▶ WHAT TO DO
The records below should be written out again, exactly.

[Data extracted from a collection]

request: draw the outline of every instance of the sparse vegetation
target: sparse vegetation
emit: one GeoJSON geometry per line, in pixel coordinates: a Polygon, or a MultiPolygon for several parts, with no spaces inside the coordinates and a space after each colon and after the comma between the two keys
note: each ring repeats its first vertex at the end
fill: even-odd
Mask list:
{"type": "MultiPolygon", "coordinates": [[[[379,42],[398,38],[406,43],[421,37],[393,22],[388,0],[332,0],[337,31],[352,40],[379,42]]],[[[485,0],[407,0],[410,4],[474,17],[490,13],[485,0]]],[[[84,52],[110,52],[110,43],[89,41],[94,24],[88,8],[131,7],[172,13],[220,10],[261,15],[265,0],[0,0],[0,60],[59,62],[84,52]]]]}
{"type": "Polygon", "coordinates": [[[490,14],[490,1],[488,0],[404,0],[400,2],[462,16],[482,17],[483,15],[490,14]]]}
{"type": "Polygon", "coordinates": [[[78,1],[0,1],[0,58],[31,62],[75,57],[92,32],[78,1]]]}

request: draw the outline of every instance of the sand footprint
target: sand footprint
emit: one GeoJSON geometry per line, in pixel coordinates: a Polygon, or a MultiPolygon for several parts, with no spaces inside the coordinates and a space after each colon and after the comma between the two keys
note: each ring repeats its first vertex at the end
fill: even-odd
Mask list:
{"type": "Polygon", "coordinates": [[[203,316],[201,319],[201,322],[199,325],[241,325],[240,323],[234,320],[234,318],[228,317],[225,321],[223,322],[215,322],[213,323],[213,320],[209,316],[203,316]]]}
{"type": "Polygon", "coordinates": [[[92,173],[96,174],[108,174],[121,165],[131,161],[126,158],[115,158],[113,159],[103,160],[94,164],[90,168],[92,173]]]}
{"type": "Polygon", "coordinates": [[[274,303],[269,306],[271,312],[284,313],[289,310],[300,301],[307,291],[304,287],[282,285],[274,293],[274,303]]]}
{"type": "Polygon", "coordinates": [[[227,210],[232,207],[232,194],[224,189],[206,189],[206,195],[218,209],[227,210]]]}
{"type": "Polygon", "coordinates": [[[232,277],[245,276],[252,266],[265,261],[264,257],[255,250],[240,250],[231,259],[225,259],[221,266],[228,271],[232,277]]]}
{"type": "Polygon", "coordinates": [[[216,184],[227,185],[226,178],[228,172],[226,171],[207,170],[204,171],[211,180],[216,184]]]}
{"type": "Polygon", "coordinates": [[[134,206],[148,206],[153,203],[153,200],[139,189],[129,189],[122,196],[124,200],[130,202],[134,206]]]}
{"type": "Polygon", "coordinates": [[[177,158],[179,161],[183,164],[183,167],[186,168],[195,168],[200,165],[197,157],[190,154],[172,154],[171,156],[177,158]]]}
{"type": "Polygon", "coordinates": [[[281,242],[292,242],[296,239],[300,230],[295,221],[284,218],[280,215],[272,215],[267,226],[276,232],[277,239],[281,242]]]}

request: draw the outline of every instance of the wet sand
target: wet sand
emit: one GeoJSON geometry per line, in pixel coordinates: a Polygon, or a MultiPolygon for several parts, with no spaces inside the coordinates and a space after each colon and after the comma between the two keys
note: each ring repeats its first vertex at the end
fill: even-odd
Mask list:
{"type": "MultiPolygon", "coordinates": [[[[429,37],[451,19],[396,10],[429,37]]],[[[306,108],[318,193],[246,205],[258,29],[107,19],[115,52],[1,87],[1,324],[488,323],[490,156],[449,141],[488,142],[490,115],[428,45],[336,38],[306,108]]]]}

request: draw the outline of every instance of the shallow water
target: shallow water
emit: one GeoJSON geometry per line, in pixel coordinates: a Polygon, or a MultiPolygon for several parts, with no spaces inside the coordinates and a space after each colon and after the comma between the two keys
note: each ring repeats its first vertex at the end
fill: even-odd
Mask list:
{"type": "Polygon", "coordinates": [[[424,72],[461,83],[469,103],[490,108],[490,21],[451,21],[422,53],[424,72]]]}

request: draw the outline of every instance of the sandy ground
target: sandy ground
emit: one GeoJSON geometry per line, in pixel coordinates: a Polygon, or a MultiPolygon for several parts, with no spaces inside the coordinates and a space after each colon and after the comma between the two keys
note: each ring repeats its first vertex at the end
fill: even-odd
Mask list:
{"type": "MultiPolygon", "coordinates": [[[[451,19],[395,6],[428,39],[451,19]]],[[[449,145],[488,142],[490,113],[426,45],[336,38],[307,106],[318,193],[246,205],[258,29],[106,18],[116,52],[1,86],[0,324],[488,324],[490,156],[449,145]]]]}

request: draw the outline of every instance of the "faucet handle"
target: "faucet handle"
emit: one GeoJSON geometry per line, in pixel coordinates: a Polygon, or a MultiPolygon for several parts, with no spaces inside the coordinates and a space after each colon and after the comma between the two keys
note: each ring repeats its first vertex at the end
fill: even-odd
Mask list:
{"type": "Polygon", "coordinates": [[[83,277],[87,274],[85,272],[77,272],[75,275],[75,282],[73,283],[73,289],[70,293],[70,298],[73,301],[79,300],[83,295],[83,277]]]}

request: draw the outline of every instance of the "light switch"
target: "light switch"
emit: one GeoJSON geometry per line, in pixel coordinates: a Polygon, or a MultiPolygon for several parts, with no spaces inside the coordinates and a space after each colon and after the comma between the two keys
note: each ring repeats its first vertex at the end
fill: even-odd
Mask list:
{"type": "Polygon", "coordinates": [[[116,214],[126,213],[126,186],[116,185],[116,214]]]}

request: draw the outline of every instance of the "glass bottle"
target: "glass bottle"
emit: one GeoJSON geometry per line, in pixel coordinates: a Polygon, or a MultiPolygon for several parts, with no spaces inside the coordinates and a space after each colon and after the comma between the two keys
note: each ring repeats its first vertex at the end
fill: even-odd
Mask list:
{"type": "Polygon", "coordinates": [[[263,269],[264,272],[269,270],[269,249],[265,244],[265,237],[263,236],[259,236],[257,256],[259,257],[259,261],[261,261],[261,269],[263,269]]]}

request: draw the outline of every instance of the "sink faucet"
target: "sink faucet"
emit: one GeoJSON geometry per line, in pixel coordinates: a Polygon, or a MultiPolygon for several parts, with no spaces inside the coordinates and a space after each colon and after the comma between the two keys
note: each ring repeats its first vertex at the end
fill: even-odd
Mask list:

▶ RESULT OF THE EXERCISE
request: draw the outline of every instance of the sparse vegetation
target: sparse vegetation
emit: one GeoJSON geometry per line, in pixel coordinates: a Polygon, or a MultiPolygon for several parts, with no spaces inside the coordinates and a space after each colon and after the comma between the two keys
note: each ring repeats its first vertex at the end
fill: even-odd
Mask list:
{"type": "MultiPolygon", "coordinates": [[[[379,42],[398,38],[406,43],[421,37],[393,22],[388,0],[332,0],[337,31],[352,40],[379,42]]],[[[485,0],[407,0],[410,4],[474,17],[490,13],[485,0]]],[[[84,52],[110,52],[110,43],[89,41],[94,24],[88,8],[131,7],[172,13],[220,10],[261,15],[265,0],[0,0],[0,60],[59,62],[84,52]]]]}
{"type": "Polygon", "coordinates": [[[490,14],[490,1],[488,0],[404,0],[400,2],[462,16],[482,17],[483,15],[490,14]]]}
{"type": "Polygon", "coordinates": [[[78,1],[0,1],[0,58],[31,62],[75,57],[92,32],[78,1]]]}

request: draw the outline of every instance of the sand footprint
target: sand footprint
emit: one GeoJSON geometry per line, in pixel coordinates: a Polygon, or a MultiPolygon for several parts, with no spaces inside the coordinates and a space after each colon and after the comma between the two keys
note: each ring repeats its first vertex at the end
fill: even-odd
Mask list:
{"type": "Polygon", "coordinates": [[[203,316],[201,319],[201,322],[199,325],[241,325],[240,323],[234,320],[234,318],[228,317],[225,321],[223,322],[215,322],[213,323],[213,320],[209,316],[203,316]]]}
{"type": "Polygon", "coordinates": [[[92,173],[96,174],[108,174],[121,165],[131,161],[126,158],[115,158],[113,159],[103,160],[94,164],[90,168],[92,173]]]}
{"type": "Polygon", "coordinates": [[[274,303],[269,306],[271,312],[284,313],[289,310],[300,301],[307,291],[304,287],[282,285],[274,293],[274,303]]]}
{"type": "Polygon", "coordinates": [[[227,210],[232,207],[232,194],[224,189],[206,189],[206,195],[218,209],[227,210]]]}
{"type": "Polygon", "coordinates": [[[232,277],[245,276],[252,266],[265,261],[264,257],[255,250],[240,250],[231,259],[225,259],[221,266],[228,271],[232,277]]]}
{"type": "Polygon", "coordinates": [[[216,184],[227,185],[226,178],[228,172],[226,171],[207,170],[204,171],[211,180],[216,184]]]}
{"type": "Polygon", "coordinates": [[[134,206],[148,206],[153,203],[153,200],[139,189],[129,189],[122,196],[124,200],[130,202],[134,206]]]}
{"type": "Polygon", "coordinates": [[[177,158],[179,161],[183,164],[183,167],[186,168],[195,168],[200,165],[197,157],[190,154],[172,154],[171,156],[177,158]]]}
{"type": "Polygon", "coordinates": [[[281,242],[292,242],[296,239],[300,230],[295,221],[284,218],[280,215],[272,215],[267,226],[276,232],[277,239],[281,242]]]}

request: draw the outline of every instance of the wet sand
target: wet sand
emit: one GeoJSON geometry per line, in pixel coordinates: a Polygon, or a MultiPolygon for several parts, with no spaces inside the coordinates and a space after each colon and after the comma between the two keys
note: each ring repeats its first vertex at the end
fill: even-odd
Mask list:
{"type": "MultiPolygon", "coordinates": [[[[429,37],[451,19],[396,10],[429,37]]],[[[306,108],[318,193],[246,205],[258,29],[107,19],[115,52],[1,87],[1,324],[488,323],[490,156],[449,141],[488,142],[490,115],[428,45],[336,38],[306,108]]]]}

request: draw the outline of every instance of the shallow water
target: shallow water
emit: one GeoJSON geometry per line, in pixel coordinates: a Polygon, or a MultiPolygon for several parts, with no spaces inside the coordinates and a space after each colon and after the comma between the two keys
note: each ring repeats its first vertex at the end
fill: even-odd
Mask list:
{"type": "Polygon", "coordinates": [[[424,72],[461,83],[469,103],[490,108],[490,21],[451,21],[422,53],[424,72]]]}

request: draw the outline of every instance of the sandy ground
target: sandy ground
emit: one GeoJSON geometry per line, in pixel coordinates: a Polygon, or a MultiPolygon for several parts, with no spaces inside the coordinates and a space after each colon and after the comma between the two keys
note: each ring repeats its first vertex at the end
fill: even-odd
Mask list:
{"type": "MultiPolygon", "coordinates": [[[[451,19],[395,6],[428,39],[451,19]]],[[[449,145],[488,142],[490,113],[426,45],[336,38],[307,106],[318,193],[246,205],[258,29],[106,18],[116,52],[1,86],[0,324],[488,324],[490,156],[449,145]]]]}

request: draw the outline of every instance of the "faucet handle"
target: "faucet handle"
emit: one GeoJSON geometry per line, in pixel coordinates: a Polygon, or a MultiPolygon for several parts, with no spaces inside the coordinates and a space after each colon and after the comma between the two keys
note: each ring repeats its first vertex at the end
fill: even-odd
Mask list:
{"type": "Polygon", "coordinates": [[[83,277],[87,274],[85,272],[77,272],[75,275],[75,282],[73,283],[73,289],[70,293],[70,298],[73,301],[79,300],[83,295],[83,277]]]}

request: draw the outline of every instance of the "light switch"
target: "light switch"
emit: one GeoJSON geometry per line, in pixel coordinates: a Polygon, or a MultiPolygon for several parts, with no spaces inside the coordinates and a space after each colon and after the comma between the two keys
note: each ring repeats its first vertex at the end
fill: even-odd
Mask list:
{"type": "Polygon", "coordinates": [[[116,214],[126,213],[126,186],[116,185],[116,214]]]}

request: draw the outline of every instance of the "glass bottle"
target: "glass bottle"
emit: one GeoJSON geometry per line, in pixel coordinates: a Polygon, or a MultiPolygon for several parts, with no spaces inside the coordinates and a space after each colon and after the comma between the two keys
note: each ring repeats its first vertex at the end
fill: even-odd
Mask list:
{"type": "Polygon", "coordinates": [[[263,269],[264,272],[269,270],[269,249],[265,244],[265,237],[263,236],[259,236],[257,256],[259,257],[259,261],[261,261],[261,269],[263,269]]]}

request: draw the outline of every instance of the "sink faucet"
target: "sink faucet"
emit: one GeoJSON geometry per line, in pixel coordinates: a Polygon, or a MultiPolygon for several parts, with no spaces inside the coordinates and a space after each colon and after the comma between the two keys
note: each ring repeats its first vertex at the end
fill: even-odd
Mask list:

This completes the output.